Written task A ::
Decide whether each statement agrees with the news excerpt, answering yes or no and quoting the deciding words: (i) Ofcom judged Boyle's remarks to be highly offensive. (ii) Channel 4 plans to turn the filmed pilot into a full series. (iii) Boyle has said he will drop the material he prepared for the cancelled show.
Written task B ::
Answer these questions from the news excerpt:
(i) Which committee criticized Boyle's lack of apology?
(ii) What word did Mencap use to describe Boyle's joke?
(iii) Who is Channel 4's head of comedy?

Text to read ::
⟨
Boyle’s lack of apology was criticised by Westminster’s culture, media
and sport select committee, which said: ‘When it is found to have gone
too far, it is important that Channel 4 makes, and is seen to make, a
full apology.’
The charity Mencap – which campaigns for people with learning
disabilities – called for Boyle to be sacked, describing his joke as a
‘disgusting’ attack.
Ofcom, the broadcasting watchdog, also ruled his remarks as ‘highly
offensive’.
A Channel 4 spokesman said Boyle’s series would be a ‘one-off’ and no
further episodes would be commissioned.
He added that a ‘non-transmittable pilot’ of Boyle’s chat show had been
filmed but there were no plans to turn it into a full series.
The unscreened venture was to have featured Boyle being ‘confronted by
celebrities and members of the public who try to change his
uncompromising world view in a series of funny, informed debates’.
Speaking last year, Channel 4 head of comedy Shane Allen said: ‘It’s
very much like Parkinson or Wogan, but with paedo jokes.
‘It’s him in a studio, riffing off the audience a bit, with some people
challenging what he says.’
Boyle has said he will use his prepared material for the cancelled show
elsewhere.
⟩
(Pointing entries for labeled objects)
⟨
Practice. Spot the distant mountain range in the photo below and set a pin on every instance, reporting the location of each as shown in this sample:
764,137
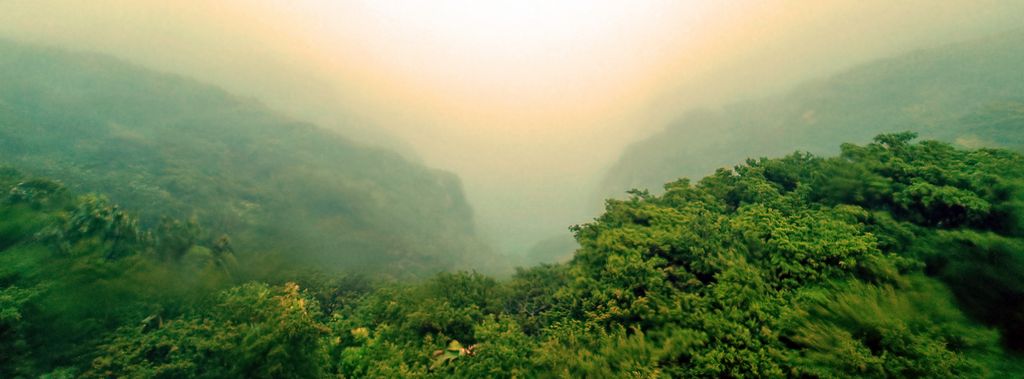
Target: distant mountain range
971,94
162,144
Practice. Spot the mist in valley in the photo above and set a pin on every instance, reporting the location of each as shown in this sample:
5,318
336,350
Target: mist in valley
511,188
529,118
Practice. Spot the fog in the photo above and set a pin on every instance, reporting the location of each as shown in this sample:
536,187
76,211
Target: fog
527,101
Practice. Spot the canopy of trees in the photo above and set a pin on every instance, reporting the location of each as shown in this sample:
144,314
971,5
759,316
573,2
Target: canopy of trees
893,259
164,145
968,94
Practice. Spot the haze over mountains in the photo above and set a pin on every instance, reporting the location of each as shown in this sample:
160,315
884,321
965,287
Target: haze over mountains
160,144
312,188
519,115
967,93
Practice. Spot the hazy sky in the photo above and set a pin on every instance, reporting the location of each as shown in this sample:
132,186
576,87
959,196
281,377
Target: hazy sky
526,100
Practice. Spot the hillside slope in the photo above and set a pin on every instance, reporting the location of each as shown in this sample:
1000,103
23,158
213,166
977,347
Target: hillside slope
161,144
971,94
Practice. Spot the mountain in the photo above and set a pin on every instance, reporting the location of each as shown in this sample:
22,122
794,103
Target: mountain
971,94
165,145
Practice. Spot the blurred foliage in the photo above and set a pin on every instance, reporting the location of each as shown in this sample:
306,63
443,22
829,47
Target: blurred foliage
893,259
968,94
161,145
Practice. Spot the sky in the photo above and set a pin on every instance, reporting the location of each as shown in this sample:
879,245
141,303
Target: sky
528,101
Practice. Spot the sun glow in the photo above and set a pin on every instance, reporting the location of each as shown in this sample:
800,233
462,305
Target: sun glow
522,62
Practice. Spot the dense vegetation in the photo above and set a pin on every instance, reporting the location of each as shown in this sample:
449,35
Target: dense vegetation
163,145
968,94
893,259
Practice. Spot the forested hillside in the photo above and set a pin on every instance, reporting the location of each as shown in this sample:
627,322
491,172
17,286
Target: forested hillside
⟩
⟨
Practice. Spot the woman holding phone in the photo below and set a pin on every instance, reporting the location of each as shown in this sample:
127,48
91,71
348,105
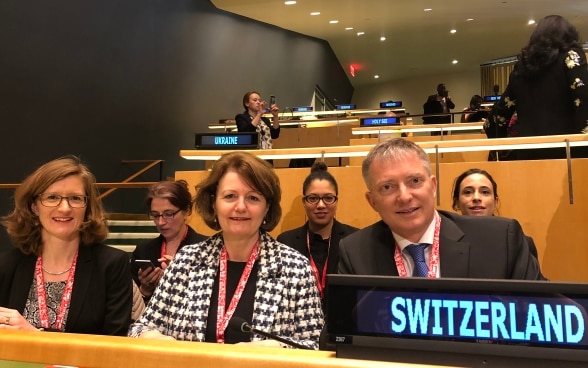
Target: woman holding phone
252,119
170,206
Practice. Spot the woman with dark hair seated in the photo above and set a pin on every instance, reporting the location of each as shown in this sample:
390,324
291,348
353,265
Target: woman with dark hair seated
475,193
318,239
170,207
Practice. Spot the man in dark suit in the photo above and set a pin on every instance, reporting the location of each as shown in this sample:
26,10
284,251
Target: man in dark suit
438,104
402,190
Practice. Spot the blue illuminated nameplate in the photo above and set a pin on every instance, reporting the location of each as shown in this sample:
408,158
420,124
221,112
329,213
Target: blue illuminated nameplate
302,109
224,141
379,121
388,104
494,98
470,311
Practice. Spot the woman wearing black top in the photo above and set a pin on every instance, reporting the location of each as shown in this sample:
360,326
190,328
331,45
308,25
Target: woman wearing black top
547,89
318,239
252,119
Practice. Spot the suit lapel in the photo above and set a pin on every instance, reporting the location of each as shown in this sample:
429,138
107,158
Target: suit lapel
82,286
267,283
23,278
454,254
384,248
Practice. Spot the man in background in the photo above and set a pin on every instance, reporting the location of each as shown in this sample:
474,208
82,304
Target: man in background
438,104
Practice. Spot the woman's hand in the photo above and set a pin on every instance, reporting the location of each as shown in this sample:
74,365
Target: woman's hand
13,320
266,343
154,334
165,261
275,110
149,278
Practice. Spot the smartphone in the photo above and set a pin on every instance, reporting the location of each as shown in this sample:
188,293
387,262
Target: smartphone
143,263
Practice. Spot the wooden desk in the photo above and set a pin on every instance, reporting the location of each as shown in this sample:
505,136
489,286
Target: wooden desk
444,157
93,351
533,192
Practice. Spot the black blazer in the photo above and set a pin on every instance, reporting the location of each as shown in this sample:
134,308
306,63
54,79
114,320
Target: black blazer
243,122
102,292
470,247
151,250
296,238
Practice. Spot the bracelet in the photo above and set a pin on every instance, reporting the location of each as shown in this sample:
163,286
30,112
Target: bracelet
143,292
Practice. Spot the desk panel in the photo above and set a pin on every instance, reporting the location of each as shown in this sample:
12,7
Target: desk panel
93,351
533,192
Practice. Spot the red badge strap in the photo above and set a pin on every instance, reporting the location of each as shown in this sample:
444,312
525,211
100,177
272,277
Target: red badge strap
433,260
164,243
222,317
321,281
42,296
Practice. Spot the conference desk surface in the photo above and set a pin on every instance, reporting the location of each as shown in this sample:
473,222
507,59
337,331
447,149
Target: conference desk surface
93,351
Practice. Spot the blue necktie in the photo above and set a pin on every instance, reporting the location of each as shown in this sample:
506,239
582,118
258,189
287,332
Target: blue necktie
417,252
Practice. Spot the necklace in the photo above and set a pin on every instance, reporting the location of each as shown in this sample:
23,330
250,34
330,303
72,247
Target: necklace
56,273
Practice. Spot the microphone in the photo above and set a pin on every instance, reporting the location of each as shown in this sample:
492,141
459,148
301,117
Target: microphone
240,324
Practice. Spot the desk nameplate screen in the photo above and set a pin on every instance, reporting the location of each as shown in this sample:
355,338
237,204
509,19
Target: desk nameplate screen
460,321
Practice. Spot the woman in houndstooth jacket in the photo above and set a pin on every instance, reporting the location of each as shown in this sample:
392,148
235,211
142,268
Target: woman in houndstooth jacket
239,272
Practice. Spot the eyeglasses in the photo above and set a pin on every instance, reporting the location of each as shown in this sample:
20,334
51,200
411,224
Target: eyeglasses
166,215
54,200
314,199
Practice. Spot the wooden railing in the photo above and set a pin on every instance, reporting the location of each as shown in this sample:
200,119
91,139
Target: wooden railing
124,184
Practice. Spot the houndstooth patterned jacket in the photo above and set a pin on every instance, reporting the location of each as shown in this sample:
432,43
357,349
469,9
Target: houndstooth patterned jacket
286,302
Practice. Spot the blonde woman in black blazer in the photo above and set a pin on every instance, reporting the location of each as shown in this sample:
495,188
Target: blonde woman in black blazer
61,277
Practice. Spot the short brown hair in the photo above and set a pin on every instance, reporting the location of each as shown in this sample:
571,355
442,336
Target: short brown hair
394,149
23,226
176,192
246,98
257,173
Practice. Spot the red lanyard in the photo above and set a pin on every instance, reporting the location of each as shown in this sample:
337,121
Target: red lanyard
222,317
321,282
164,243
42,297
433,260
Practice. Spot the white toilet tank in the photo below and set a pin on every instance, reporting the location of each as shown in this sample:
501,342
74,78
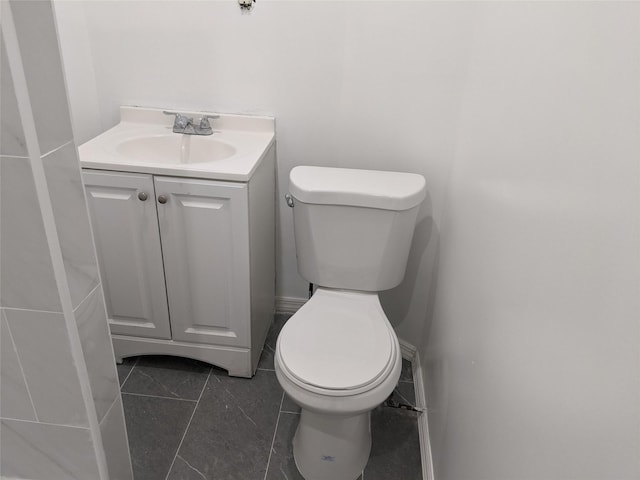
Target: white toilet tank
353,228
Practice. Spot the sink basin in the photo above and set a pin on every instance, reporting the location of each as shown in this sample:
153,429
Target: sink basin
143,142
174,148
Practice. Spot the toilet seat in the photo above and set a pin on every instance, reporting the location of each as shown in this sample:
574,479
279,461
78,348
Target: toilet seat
⟩
Task result A ::
(i) Yes: "ruled his remarks as ‘highly offensive’"
(ii) No: "there were no plans to turn it into a full series"
(iii) No: "Boyle has said he will use his prepared material for the cancelled show elsewhere"

Task result B ::
(i) Westminster's culture, media and sport select committee
(ii) "Disgusting"
(iii) Shane Allen